→ **Task statement**
Count the lines of the entries below that contain the string "banner", with case counting, and give only that number.

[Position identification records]
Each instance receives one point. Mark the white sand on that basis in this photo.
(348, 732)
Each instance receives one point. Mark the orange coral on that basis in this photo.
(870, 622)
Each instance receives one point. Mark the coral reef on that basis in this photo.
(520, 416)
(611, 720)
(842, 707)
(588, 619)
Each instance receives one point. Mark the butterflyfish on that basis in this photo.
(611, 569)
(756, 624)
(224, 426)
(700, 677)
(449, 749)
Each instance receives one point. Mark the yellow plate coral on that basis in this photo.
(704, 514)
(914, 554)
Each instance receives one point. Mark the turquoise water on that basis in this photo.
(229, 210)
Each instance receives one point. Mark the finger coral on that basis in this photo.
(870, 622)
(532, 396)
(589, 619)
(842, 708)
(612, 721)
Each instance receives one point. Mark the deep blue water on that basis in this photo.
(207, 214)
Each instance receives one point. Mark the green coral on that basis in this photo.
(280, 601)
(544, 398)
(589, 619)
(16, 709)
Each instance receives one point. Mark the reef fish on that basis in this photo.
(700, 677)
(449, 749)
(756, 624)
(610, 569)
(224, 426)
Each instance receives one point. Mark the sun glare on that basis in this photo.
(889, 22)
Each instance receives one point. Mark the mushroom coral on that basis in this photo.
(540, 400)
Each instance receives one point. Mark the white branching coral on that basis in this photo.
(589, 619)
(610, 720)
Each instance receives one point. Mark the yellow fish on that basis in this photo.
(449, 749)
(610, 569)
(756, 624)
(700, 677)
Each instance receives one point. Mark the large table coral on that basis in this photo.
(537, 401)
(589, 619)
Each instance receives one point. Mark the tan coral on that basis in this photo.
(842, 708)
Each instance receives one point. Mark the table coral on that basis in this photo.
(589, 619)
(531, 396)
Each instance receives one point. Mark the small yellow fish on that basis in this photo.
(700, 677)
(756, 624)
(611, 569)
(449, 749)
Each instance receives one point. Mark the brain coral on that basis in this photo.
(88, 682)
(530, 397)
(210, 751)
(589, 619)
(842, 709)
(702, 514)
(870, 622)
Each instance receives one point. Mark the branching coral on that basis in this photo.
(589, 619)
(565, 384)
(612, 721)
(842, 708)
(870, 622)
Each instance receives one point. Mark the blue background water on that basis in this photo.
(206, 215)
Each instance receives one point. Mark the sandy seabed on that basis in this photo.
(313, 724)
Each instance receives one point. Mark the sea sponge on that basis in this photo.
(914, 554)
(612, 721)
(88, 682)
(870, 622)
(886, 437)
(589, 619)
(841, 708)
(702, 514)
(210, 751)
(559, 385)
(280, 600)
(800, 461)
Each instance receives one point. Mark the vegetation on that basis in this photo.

...

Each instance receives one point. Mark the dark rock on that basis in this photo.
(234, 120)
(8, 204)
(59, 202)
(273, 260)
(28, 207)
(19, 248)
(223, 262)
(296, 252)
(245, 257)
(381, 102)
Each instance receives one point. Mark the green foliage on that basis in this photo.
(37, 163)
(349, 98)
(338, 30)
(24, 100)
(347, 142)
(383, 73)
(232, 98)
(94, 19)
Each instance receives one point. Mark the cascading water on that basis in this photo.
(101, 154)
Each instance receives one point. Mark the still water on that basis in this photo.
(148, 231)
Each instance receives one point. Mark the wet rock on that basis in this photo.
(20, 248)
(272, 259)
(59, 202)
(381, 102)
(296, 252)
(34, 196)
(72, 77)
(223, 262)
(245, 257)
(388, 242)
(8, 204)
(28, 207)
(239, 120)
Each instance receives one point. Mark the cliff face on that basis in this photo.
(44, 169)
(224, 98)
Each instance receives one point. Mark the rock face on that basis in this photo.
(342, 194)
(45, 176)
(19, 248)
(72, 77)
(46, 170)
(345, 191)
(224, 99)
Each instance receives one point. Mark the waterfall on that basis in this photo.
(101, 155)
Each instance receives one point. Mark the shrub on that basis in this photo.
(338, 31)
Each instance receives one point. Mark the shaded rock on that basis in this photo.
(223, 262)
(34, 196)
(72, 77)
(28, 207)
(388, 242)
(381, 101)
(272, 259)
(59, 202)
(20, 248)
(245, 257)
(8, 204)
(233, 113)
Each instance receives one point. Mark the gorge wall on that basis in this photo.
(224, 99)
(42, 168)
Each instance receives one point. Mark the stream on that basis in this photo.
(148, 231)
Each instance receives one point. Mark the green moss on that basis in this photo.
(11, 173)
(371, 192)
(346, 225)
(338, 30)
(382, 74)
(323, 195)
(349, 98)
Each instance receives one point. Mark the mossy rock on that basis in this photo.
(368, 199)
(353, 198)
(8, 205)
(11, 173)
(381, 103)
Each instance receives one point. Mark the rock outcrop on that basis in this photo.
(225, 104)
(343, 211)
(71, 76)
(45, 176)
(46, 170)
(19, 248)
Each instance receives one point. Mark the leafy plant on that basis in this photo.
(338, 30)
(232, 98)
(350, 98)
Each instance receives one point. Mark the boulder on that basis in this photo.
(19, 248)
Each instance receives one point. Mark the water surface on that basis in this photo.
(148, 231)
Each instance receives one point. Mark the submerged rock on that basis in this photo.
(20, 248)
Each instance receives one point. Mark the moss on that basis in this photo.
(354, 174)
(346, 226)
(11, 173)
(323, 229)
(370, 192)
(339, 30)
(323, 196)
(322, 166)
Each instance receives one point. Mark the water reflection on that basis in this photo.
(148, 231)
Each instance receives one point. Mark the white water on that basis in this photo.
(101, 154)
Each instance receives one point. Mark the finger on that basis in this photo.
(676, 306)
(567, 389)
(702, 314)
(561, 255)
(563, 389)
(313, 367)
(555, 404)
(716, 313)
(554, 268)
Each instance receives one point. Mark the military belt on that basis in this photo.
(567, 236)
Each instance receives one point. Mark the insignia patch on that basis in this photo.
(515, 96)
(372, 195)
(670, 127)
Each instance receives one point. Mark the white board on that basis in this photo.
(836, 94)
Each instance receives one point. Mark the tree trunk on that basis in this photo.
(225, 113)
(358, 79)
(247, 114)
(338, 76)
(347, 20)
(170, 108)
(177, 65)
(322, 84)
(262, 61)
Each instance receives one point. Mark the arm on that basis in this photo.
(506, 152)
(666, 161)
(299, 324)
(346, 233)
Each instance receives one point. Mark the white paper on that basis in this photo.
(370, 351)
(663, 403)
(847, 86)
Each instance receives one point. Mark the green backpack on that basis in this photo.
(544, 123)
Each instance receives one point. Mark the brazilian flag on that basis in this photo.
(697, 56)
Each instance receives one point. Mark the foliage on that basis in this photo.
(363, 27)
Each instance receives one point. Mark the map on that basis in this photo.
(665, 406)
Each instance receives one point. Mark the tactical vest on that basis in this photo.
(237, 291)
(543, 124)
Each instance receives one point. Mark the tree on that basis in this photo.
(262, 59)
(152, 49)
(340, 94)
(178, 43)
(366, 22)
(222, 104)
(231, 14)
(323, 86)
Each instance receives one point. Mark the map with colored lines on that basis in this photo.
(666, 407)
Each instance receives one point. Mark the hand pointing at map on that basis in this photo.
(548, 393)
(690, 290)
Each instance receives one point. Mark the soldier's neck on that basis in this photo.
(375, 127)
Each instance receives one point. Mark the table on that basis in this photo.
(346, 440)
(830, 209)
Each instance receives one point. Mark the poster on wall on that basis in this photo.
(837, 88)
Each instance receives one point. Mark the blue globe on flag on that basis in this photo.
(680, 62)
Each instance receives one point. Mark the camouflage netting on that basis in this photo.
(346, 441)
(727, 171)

--

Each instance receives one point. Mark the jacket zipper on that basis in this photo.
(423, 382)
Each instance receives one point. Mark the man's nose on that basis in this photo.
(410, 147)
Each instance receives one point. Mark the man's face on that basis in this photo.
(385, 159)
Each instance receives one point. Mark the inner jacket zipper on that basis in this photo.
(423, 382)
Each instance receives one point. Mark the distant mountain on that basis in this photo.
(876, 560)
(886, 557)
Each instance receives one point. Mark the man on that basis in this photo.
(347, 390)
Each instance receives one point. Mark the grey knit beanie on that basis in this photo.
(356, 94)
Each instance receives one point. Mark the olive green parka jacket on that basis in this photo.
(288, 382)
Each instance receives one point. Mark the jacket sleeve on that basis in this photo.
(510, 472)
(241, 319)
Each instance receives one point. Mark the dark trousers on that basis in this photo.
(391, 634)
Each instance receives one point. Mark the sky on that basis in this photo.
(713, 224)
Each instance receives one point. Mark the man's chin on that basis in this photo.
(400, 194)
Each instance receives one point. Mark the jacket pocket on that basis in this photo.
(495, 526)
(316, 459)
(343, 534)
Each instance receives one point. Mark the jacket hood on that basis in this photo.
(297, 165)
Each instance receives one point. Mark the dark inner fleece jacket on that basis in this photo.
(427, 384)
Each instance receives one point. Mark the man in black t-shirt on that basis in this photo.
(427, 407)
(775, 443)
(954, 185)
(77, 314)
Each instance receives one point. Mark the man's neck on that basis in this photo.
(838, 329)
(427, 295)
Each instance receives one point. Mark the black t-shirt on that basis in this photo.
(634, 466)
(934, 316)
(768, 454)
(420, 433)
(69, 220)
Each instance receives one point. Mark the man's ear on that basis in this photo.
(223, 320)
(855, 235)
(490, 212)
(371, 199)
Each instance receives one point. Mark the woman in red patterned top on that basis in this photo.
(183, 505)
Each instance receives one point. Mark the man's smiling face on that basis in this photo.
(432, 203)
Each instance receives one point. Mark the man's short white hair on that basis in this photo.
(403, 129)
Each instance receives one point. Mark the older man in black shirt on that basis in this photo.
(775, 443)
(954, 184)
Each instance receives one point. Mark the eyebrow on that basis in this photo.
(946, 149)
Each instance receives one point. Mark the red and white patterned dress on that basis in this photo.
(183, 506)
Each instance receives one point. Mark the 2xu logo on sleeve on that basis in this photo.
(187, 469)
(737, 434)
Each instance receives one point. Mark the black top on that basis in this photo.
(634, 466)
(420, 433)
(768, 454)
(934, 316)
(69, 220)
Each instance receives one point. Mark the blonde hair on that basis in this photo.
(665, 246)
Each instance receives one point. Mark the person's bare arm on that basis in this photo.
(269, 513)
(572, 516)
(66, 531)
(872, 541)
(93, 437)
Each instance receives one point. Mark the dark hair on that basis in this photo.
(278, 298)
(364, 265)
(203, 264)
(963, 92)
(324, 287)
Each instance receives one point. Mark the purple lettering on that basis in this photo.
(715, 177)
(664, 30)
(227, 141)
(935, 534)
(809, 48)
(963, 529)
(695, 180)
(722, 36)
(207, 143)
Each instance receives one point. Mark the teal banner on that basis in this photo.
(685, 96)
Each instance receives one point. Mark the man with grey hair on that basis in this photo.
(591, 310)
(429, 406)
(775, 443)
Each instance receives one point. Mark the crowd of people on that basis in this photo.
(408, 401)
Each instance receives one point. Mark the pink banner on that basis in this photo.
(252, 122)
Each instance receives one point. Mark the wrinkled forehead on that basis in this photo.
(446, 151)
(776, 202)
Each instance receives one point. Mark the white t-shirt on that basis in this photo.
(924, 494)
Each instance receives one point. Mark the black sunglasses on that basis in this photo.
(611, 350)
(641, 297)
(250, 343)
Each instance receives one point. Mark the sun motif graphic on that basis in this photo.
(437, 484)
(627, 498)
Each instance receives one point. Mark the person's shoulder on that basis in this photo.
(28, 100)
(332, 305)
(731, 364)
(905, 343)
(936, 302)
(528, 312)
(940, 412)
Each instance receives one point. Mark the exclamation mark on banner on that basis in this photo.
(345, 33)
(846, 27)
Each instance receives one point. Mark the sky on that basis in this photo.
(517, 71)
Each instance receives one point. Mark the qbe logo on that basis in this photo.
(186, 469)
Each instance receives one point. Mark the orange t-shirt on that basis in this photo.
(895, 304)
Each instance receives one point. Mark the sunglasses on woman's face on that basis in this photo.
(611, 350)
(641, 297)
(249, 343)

→ **Response to this exercise**
3